Opening-Screen zu „Dune II – Kampf um Arrakis“.
(© Virgin Interactive)

An einer erneuten Verfilmung versuchte sich erst der SyFy-Channel mit „Dune – Der Wüstenplanet“ („Dune“) Ende der 1990er-Jahre, die immerhin mit zwei Emmys ausgezeichnet werden konnte (die holprige Entstehungsgeschichte wäre wiederum ein Kapitel für sich). Die Mini-Serie zog eine inszenatorisch vollkommen andere Fortsetzung unter dem Titel „Children of Dune“ (2003) nach sich, die erstmalig inhaltlich versuchte die Geschichte über den Originalroman hinaus weiterzuerzählen, indem man die Romane „Der Herr des Wüstenplaneten“ („Dune Messiah“, 1969) und „Die Kinder des Wüstenplaneten“ („Children of Dune“, 1976) verfilmte. Beide Adaptionen gelten heute als gescheitert, auch wenn sicherlich die Filmmusik von Brian Tyler zu „Children of Dune“ in Erinnerung blieb. Sie wurde in zahlreichen Trailern der 2000er-Jahre, wie etwa zu „Master and Commander – Bis ans Ende der Welt“ („Master and Commander: The Far Side of the World“, 2003) oder „Indiana Jones und das Königreich des Kristallschädels“ („Indiana Jones and the Kingdom of the Crystal Skull“, 2008), zweitverwertet.

________________________________________

> **Anforderung 1**
Bitte suche aus den Einträgen jede Zeile heraus, in der die Zeichenfolge „query“ vorkommt, und gib sie unverändert wieder.
Textauszug und Einträge haben nichts miteinander zu tun.

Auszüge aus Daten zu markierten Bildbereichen

________________________________________

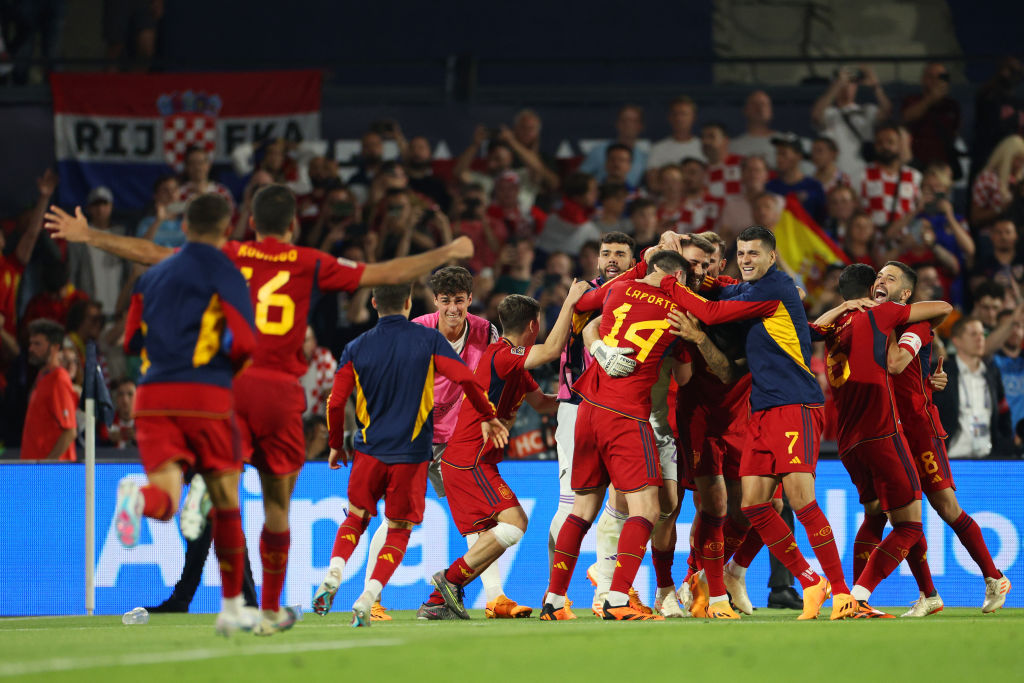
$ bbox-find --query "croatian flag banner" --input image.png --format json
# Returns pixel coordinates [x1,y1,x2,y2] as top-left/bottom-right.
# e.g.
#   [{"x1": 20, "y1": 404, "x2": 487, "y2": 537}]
[{"x1": 50, "y1": 71, "x2": 321, "y2": 209}]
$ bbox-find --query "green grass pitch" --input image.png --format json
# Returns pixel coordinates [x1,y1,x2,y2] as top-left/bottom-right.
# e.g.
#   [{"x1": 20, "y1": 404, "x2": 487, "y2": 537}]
[{"x1": 0, "y1": 606, "x2": 1024, "y2": 683}]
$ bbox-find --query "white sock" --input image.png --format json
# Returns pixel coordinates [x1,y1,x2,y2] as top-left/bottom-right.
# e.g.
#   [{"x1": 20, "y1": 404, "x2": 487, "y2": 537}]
[
  {"x1": 548, "y1": 503, "x2": 572, "y2": 566},
  {"x1": 608, "y1": 591, "x2": 630, "y2": 607},
  {"x1": 362, "y1": 517, "x2": 387, "y2": 595},
  {"x1": 725, "y1": 560, "x2": 746, "y2": 579},
  {"x1": 596, "y1": 505, "x2": 629, "y2": 593},
  {"x1": 544, "y1": 593, "x2": 565, "y2": 609}
]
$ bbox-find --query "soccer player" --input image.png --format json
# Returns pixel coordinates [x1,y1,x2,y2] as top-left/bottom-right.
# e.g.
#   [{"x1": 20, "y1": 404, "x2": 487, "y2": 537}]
[
  {"x1": 352, "y1": 265, "x2": 534, "y2": 621},
  {"x1": 417, "y1": 282, "x2": 590, "y2": 620},
  {"x1": 664, "y1": 226, "x2": 857, "y2": 620},
  {"x1": 812, "y1": 263, "x2": 952, "y2": 618},
  {"x1": 39, "y1": 184, "x2": 472, "y2": 635},
  {"x1": 868, "y1": 261, "x2": 1010, "y2": 616},
  {"x1": 541, "y1": 250, "x2": 689, "y2": 621},
  {"x1": 327, "y1": 285, "x2": 508, "y2": 627},
  {"x1": 109, "y1": 195, "x2": 256, "y2": 636}
]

________________________________________

> **Anforderung 2**
Beantworte zum Textauszug über die Dune-Verfilmungen diese Fragen:
(a) Welcher Sender versuchte sich Ende der 1990er-Jahre an einer erneuten Verfilmung?
(b) Unter welchem Titel erschien 2003 die Fortsetzung der Mini-Serie?
(c) Wer schrieb die Filmmusik zu „Children of Dune“?

> **Ergebnis 1**
$ bbox-find --query "croatian flag banner" --input image.png --format json
$ bbox-find --query "green grass pitch" --input image.png --format json
$ bbox-find --query "white sock" --input image.png --format json
$ bbox-find --query "soccer player" --input image.png --format json

> **Ergebnis 2**
(a) Der SyFy-Channel.
(b) „Children of Dune“.
(c) Brian Tyler.